=== SOURCE TEXT ===

There are certain limitations of SWOT Analysis which are not in control of management. These include-
  1. Price increase;
  2. Inputs/raw materials;
  3. Government legislation;
  4. Economic environment;
  5. Searching a new market for the product which is not having overseas market due to import restrictions; etc.
Internal limitations may include-
  1. Insufficient research and development facilities;
  2. Faulty products due to poor quality control;
  3. Poor industrial relations;
  4. Lack of skilled and efficient labour; etc

Strategy Defined

The word “strategy” is derived from the Greek word “stratçgos”; stratus (meaning army) and “ago” (meaning leading/moving).

Strategy is an action that managers take to attain one or more of the organization’s goals. Strategy can also be defined as “A general direction set for the company and its various components to achieve a desired state in the future. Strategy results from the detailed strategic planning process”.

A strategy is all about integrating organizational activities and utilizing and allocating the scarce resources within the organizational environment so as to meet the present objectives.

=== DATASET EXTRACT ===

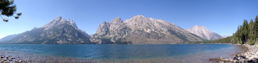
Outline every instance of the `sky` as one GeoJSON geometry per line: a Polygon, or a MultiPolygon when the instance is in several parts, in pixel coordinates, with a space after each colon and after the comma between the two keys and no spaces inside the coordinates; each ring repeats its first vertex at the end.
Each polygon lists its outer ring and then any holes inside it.
{"type": "Polygon", "coordinates": [[[258,15],[258,0],[15,0],[18,19],[0,21],[0,38],[43,26],[62,16],[89,34],[103,21],[123,21],[138,15],[161,19],[183,29],[204,26],[223,36],[232,35],[244,19],[258,15]]]}

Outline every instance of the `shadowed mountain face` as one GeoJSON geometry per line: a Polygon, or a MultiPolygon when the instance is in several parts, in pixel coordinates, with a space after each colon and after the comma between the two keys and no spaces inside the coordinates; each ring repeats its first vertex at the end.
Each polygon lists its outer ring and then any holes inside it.
{"type": "Polygon", "coordinates": [[[1,43],[83,44],[92,43],[90,36],[79,29],[74,21],[60,17],[44,26],[17,34],[1,43]]]}
{"type": "Polygon", "coordinates": [[[131,42],[134,44],[176,44],[206,40],[172,23],[147,18],[142,15],[124,22],[119,17],[109,23],[104,21],[91,40],[99,44],[110,41],[131,42]]]}
{"type": "Polygon", "coordinates": [[[202,26],[196,25],[194,26],[192,29],[189,29],[186,30],[209,40],[214,40],[224,38],[218,34],[211,32],[207,28],[202,26]]]}
{"type": "Polygon", "coordinates": [[[0,41],[9,40],[10,39],[13,38],[13,37],[16,36],[16,35],[17,35],[17,34],[15,34],[13,35],[8,35],[0,39],[0,41]]]}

===

• EXERCISES TO COMPLETE
(1) According to the passage on SWOT analysis and strategy, what is the purpose of integrating organizational activities and allocating scarce resources? Answer in one to three sentences.
(2) Duplicate the passage on SWOT analysis and strategy between "Internal limitations may" and "the present objectives.", inclusive.
(3) Continue the passage on SWOT analysis and strategy from its last sentence.
The listing has no connection to the passage on SWOT analysis and strategy.

• EXPECTED ANSWERS
(1) A strategy integrates organizational activities and uses and allocates scarce resources within the organizational environment so as to meet the present objectives.

(2)
Internal limitations may include-
  1. Insufficient research and development facilities;
  2. Faulty products due to poor quality control;
  3. Poor industrial relations;
  4. Lack of skilled and efficient labour; etc

Strategy Defined

The word “strategy” is derived from the Greek word “stratçgos”; stratus (meaning army) and “ago” (meaning leading/moving).

Strategy is an action that managers take to attain one or more of the organization’s goals. Strategy can also be defined as “A general direction set for the company and its various components to achieve a desired state in the future. Strategy results from the detailed strategic planning process”.

A strategy is all about integrating organizational activities and utilizing and allocating the scarce resources within the organizational environment so as to meet the present objectives.

(3)
While planning a strategy it is essential to consider that decisions are not taken in a vaccum and that any act taken by a firm is likely to be met by a reaction from those affected, competitors, customers, employees or suppliers.

Strategy can also be defined as knowledge of the goals, the uncertainty of events
and the need to take into consideration the likely or actual behavior of others. Strategy is the blueprint of decisions in an organization that shows its objectives and goals, reduces the key policies, and plans for achieving these goals, and defines the business the company is to carry on, the type of economic and human organization it wants to be, and the contribution it plans to make to its shareholders, customers and society at large.
Features of Strategy
  1. Strategy is Significant because it is not possible to foresee the future. Without a perfect foresight, the firms must be ready to deal with the uncertain events which constitute the business environment.
  2. Strategy deals with long term developments rather than routine operations, i.e. it deals with probability of innovations or new products, new methods of productions, or new markets to be developed in future.
  3. Strategy is created to take into account the probable behavior of customers and competitors. Strategies dealing with employees will predict the employee behavior.
Strategy is a well defined roadmap of an organization. It defines the overall mission, vision and direction of an organization. The objective of a strategy is to maximize an organization’s strengths and to minimize the strengths of the competitors.

Strategy, in short, bridges the gap between “where we are” and “where we want to be”.

Strategic Leadership

Strategic leadership refers to a manger’s potential to express a strategic vision for the organization, or a part of the organization, and to motivate and persuade others to acquire that vision.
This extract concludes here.